*Work task*
Reproduce all of the records exactly.
----
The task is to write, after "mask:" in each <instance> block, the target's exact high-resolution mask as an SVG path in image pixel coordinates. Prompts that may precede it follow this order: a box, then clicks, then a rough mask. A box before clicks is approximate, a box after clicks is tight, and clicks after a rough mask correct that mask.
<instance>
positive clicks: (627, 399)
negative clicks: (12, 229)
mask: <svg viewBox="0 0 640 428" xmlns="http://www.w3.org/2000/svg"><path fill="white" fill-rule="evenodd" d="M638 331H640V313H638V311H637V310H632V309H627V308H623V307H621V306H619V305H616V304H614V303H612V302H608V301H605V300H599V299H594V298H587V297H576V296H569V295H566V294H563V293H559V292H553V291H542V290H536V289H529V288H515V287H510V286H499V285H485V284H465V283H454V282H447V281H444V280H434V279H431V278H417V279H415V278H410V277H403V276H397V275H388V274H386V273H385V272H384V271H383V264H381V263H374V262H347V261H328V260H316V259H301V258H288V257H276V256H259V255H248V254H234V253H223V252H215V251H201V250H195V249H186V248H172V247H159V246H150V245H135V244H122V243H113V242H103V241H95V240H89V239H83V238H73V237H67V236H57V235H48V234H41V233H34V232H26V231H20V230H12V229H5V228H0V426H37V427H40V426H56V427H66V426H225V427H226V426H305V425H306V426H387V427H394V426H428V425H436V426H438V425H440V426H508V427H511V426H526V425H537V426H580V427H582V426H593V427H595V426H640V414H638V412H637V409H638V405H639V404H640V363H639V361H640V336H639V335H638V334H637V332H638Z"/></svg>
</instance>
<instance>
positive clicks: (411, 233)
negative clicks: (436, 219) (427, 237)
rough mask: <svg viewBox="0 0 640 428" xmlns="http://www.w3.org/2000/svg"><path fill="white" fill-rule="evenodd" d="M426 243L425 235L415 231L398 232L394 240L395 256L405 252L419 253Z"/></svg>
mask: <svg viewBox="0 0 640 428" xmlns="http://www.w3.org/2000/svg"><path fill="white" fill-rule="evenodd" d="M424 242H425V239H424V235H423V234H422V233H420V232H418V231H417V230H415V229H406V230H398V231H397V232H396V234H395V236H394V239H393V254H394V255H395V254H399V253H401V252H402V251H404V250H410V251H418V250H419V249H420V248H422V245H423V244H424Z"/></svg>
----
*Problem solution*
The task is to write, after "mask:" in each <instance> block, the target's exact high-resolution mask as an SVG path in image pixel coordinates. Prompts that may precede it follow this order: a box, then clicks, then a rough mask. A box before clicks is approximate, a box after clicks is tight, and clicks after a rough mask correct that mask.
<instance>
positive clicks: (627, 399)
negative clicks: (12, 229)
mask: <svg viewBox="0 0 640 428" xmlns="http://www.w3.org/2000/svg"><path fill="white" fill-rule="evenodd" d="M638 331H640V313H638V311H637V310H632V309H627V308H623V307H621V306H619V305H616V304H614V303H612V302H608V301H605V300H599V299H594V298H587V297H576V296H569V295H566V294H563V293H559V292H553V291H542V290H536V289H529V288H515V287H510V286H499V285H485V284H465V283H454V282H447V281H444V280H434V279H431V278H417V279H415V278H410V277H403V276H397V275H388V274H386V273H385V272H384V271H383V264H381V263H374V262H347V261H328V260H316V259H301V258H288V257H276V256H259V255H248V254H234V253H223V252H215V251H201V250H195V249H186V248H172V247H159V246H150V245H135V244H122V243H113V242H103V241H95V240H89V239H83V238H73V237H67V236H57V235H48V234H41V233H34V232H26V231H20V230H12V229H5V228H0V426H37V427H40V426H56V427H66V426H225V427H226V426H305V425H306V426H387V427H394V426H428V425H436V426H438V425H440V426H508V427H511V426H526V425H537V426H580V427H582V426H593V427H595V426H640V414H638V412H637V409H638V405H639V404H640V363H639V361H640V336H639V335H638V334H637V332H638Z"/></svg>
</instance>
<instance>
positive clicks: (411, 233)
negative clicks: (436, 219) (427, 237)
rough mask: <svg viewBox="0 0 640 428" xmlns="http://www.w3.org/2000/svg"><path fill="white" fill-rule="evenodd" d="M426 243L425 235L415 231L398 232L394 240L395 256L405 252L419 253Z"/></svg>
mask: <svg viewBox="0 0 640 428" xmlns="http://www.w3.org/2000/svg"><path fill="white" fill-rule="evenodd" d="M424 242H425V239H424V235H423V234H422V233H420V232H418V231H417V230H415V229H406V230H398V231H397V232H396V234H395V236H394V239H393V254H394V255H395V254H399V253H401V252H402V251H404V250H410V251H418V250H419V249H420V248H422V245H423V244H424Z"/></svg>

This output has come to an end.